### Work task
According to Israeli tallies cited in the Gaza news report, how many hostages did Hamas fighters take during the Oct. 7 rampage into Israel?

### Provided passage
A spokesperson for Gaza's Hamas authorities said 200 people had been killed or injured at the school. Israel's military did not comment.

Palestinian Authority President Mahmoud Abbas, whose government controls parts of the Israeli-occupied West Bank, on Saturday said, "Hundreds of forcibly displaced people were killed" at the two schools in Gaza.

Israel vowed to destroy Hamas after the militant group's Oct. 7 rampage into Israel in which its fighters killed 1,200 people and took 240 hostages, according to Israeli tallies.

As the conflict entered its seventh week, authorities in Hamas-ruled Gaza Strip raised their death toll to 12,300, including 5,000 children.

Abbas on Saturday made an appeal to U.S. President Joe Biden to intervene to stop the Israeli operation in Gaza.

In an address aired by Palestine TV, Abbas said "hundreds of forcibly displaced people were killed" at the two schools in Gaza and demanded "that you and world leaders take responsibility to stop this aggression and genocide against our people."

Biden, who opposes a ceasefire, was looking to the end of the conflict, saying in a Washington Post opinion article that the Palestinian Authority should ultimately govern both Gaza and the West Bank.

### Record set
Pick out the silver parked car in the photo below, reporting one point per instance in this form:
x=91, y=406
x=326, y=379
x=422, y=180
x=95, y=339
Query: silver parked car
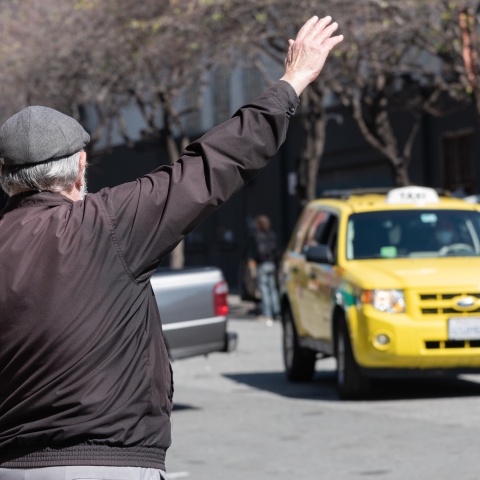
x=194, y=310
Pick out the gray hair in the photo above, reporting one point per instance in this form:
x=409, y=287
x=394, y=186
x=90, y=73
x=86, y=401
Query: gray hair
x=54, y=176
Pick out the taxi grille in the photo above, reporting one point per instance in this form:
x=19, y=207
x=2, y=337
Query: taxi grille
x=440, y=344
x=440, y=303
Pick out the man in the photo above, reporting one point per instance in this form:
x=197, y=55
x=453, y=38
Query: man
x=85, y=381
x=263, y=254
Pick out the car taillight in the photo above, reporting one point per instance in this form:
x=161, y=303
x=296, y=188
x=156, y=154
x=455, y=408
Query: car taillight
x=220, y=294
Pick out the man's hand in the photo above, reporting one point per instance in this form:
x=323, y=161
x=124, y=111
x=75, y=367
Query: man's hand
x=308, y=52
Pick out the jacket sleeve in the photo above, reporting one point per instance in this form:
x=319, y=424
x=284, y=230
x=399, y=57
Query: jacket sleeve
x=150, y=216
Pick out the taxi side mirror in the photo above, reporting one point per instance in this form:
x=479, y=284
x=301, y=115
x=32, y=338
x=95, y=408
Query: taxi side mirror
x=319, y=254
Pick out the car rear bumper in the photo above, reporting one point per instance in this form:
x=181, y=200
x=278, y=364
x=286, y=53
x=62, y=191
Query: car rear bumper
x=231, y=341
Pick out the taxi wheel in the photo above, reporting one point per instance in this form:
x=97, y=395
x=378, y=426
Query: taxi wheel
x=352, y=384
x=299, y=362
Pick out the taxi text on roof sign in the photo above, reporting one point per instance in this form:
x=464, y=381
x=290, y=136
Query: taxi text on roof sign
x=412, y=195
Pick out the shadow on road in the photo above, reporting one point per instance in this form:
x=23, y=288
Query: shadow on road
x=323, y=387
x=183, y=406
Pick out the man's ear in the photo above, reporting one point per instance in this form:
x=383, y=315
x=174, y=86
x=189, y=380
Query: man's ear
x=83, y=164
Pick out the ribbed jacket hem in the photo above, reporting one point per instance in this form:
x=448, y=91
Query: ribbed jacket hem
x=146, y=457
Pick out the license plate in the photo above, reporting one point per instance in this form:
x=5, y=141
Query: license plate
x=464, y=329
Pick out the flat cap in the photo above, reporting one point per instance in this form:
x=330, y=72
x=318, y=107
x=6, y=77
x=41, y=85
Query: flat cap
x=37, y=134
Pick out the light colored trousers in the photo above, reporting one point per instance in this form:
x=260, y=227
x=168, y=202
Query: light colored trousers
x=268, y=289
x=82, y=473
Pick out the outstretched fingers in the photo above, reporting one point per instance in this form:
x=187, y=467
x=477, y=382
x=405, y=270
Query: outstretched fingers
x=320, y=26
x=327, y=32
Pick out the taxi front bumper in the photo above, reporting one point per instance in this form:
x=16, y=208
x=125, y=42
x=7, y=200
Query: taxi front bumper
x=416, y=344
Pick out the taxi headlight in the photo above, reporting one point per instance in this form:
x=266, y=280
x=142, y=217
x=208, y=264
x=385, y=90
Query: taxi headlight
x=390, y=301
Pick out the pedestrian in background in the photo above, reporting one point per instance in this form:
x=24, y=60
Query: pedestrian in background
x=262, y=256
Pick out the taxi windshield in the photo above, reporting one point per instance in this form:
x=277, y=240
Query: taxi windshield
x=413, y=233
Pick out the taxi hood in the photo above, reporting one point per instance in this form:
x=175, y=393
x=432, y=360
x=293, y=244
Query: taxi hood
x=405, y=273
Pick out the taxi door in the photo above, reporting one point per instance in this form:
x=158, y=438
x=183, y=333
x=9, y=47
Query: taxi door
x=321, y=278
x=293, y=270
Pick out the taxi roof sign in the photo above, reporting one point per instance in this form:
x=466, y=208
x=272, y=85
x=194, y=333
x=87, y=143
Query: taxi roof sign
x=412, y=195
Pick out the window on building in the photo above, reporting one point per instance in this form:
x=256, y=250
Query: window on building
x=221, y=96
x=459, y=162
x=254, y=83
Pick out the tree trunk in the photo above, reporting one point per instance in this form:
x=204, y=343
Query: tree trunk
x=314, y=121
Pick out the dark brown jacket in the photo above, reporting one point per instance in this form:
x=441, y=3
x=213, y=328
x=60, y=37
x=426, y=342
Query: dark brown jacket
x=84, y=373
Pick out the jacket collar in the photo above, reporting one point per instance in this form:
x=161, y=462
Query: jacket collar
x=35, y=199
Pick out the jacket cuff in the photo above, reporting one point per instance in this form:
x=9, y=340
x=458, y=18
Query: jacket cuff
x=288, y=96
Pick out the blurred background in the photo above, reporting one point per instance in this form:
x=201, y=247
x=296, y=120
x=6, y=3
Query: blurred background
x=397, y=104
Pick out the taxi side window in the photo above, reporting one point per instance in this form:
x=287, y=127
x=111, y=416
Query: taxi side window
x=331, y=236
x=317, y=229
x=323, y=231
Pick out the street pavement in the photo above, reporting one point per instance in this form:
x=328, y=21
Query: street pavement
x=236, y=417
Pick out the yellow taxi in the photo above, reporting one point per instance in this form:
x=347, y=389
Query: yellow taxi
x=388, y=283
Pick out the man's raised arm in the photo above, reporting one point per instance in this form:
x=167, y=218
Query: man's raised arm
x=150, y=216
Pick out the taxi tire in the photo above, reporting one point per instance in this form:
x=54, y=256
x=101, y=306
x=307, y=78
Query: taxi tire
x=299, y=362
x=352, y=384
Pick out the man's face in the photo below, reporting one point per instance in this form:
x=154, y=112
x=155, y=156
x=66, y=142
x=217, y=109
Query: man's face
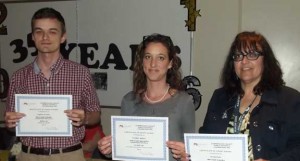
x=47, y=35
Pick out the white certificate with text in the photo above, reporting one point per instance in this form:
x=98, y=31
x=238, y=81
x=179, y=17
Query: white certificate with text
x=217, y=147
x=44, y=115
x=139, y=138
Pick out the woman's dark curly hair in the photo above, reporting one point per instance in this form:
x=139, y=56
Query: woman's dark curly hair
x=271, y=75
x=173, y=74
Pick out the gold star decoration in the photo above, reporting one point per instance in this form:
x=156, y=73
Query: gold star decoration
x=193, y=13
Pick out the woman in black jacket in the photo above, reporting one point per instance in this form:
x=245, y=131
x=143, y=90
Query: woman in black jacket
x=254, y=101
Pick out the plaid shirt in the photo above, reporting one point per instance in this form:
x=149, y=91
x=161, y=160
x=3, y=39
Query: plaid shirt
x=67, y=78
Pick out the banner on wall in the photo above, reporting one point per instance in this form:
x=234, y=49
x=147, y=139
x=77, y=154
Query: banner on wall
x=102, y=35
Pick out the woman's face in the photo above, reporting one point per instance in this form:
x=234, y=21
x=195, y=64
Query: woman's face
x=249, y=71
x=156, y=62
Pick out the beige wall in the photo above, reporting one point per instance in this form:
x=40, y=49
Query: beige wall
x=221, y=20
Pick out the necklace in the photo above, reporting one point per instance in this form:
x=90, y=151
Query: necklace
x=238, y=119
x=155, y=101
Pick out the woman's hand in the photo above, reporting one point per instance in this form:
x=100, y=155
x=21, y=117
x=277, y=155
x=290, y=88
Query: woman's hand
x=104, y=145
x=178, y=150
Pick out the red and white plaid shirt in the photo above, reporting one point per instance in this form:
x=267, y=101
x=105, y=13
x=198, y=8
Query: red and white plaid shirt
x=67, y=78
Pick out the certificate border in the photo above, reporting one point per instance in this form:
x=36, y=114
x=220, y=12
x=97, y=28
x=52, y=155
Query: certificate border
x=164, y=120
x=18, y=98
x=241, y=137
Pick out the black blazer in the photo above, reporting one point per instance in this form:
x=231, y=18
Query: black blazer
x=274, y=123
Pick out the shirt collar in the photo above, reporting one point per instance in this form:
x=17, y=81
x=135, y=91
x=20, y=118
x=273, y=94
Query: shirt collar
x=54, y=68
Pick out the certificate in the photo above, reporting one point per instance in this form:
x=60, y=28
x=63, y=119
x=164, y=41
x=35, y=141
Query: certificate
x=44, y=115
x=217, y=147
x=139, y=138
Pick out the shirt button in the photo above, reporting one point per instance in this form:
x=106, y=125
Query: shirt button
x=255, y=124
x=258, y=148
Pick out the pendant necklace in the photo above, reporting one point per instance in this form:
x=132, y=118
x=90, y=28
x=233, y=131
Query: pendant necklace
x=155, y=101
x=238, y=119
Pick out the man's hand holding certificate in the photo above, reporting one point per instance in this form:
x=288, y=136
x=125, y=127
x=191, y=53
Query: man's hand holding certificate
x=139, y=138
x=44, y=115
x=217, y=147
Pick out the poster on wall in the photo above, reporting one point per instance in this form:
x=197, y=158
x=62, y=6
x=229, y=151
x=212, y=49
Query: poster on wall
x=102, y=35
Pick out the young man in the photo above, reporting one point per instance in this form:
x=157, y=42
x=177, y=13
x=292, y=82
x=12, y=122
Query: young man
x=50, y=74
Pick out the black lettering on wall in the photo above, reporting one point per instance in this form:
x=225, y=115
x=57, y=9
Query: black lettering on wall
x=85, y=55
x=117, y=58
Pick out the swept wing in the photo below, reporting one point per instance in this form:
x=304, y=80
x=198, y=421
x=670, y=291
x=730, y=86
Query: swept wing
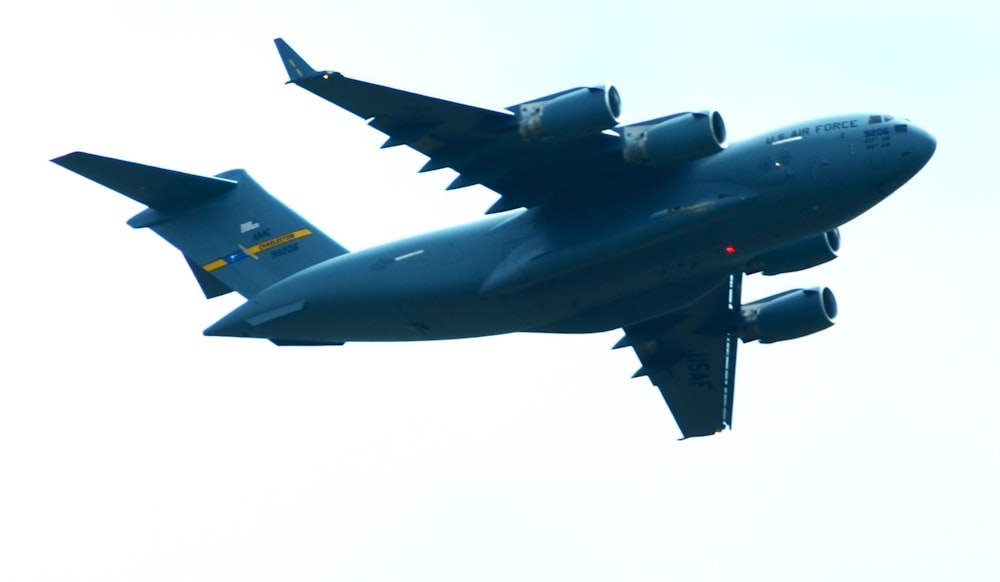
x=484, y=146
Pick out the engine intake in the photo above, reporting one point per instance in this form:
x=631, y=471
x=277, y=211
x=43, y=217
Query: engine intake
x=675, y=139
x=789, y=315
x=577, y=111
x=802, y=254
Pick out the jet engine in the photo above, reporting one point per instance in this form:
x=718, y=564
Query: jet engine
x=674, y=139
x=574, y=112
x=788, y=315
x=801, y=254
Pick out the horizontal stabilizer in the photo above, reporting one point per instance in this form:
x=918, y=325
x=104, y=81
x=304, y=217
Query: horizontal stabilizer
x=234, y=235
x=155, y=187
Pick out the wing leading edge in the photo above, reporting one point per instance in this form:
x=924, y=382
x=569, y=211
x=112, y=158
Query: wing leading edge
x=483, y=145
x=691, y=357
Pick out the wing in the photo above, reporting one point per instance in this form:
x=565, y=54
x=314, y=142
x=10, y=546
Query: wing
x=691, y=357
x=482, y=145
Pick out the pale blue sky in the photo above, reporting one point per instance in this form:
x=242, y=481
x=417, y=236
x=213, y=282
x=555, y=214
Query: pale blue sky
x=133, y=448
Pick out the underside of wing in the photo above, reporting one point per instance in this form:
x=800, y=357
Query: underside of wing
x=691, y=357
x=526, y=157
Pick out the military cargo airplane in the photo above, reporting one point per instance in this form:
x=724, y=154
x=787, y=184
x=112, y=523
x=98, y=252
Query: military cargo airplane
x=648, y=227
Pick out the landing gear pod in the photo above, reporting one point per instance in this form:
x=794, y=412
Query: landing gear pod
x=574, y=112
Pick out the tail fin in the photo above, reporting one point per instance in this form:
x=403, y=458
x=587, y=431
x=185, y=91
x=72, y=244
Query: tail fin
x=234, y=235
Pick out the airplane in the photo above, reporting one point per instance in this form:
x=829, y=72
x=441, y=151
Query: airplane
x=647, y=227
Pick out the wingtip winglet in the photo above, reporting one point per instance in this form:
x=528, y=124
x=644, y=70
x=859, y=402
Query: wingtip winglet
x=296, y=66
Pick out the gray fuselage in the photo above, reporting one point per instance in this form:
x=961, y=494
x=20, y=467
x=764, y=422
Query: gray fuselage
x=643, y=250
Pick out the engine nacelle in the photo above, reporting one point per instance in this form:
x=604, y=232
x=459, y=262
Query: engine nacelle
x=574, y=112
x=799, y=255
x=675, y=139
x=788, y=315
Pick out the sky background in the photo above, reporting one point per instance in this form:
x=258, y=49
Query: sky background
x=134, y=448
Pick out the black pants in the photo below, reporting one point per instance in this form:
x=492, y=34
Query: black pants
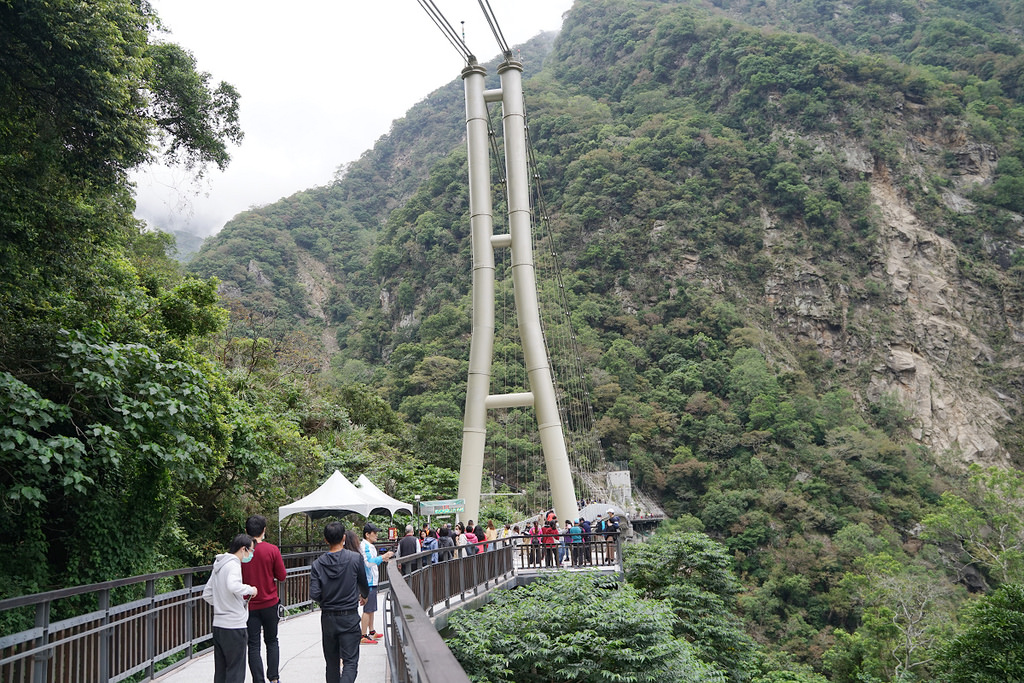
x=341, y=644
x=228, y=655
x=265, y=620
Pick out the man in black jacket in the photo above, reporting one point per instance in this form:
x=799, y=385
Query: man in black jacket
x=410, y=545
x=338, y=583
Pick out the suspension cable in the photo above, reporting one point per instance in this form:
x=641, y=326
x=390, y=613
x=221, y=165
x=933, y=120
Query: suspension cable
x=438, y=18
x=495, y=29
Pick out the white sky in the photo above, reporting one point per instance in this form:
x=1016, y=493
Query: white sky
x=321, y=81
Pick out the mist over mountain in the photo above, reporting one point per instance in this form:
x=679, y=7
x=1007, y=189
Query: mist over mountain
x=791, y=238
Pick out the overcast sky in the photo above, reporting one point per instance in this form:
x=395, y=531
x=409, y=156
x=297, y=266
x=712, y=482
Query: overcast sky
x=321, y=81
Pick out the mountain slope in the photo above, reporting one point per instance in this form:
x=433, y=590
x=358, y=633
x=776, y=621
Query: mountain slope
x=794, y=267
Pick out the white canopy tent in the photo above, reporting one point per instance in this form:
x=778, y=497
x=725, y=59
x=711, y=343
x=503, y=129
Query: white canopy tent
x=380, y=499
x=334, y=498
x=338, y=497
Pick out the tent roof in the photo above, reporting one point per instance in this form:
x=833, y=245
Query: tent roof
x=334, y=498
x=380, y=499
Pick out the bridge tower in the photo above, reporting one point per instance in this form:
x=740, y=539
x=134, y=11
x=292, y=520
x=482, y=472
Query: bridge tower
x=519, y=240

### Answer to this problem
240 hostages.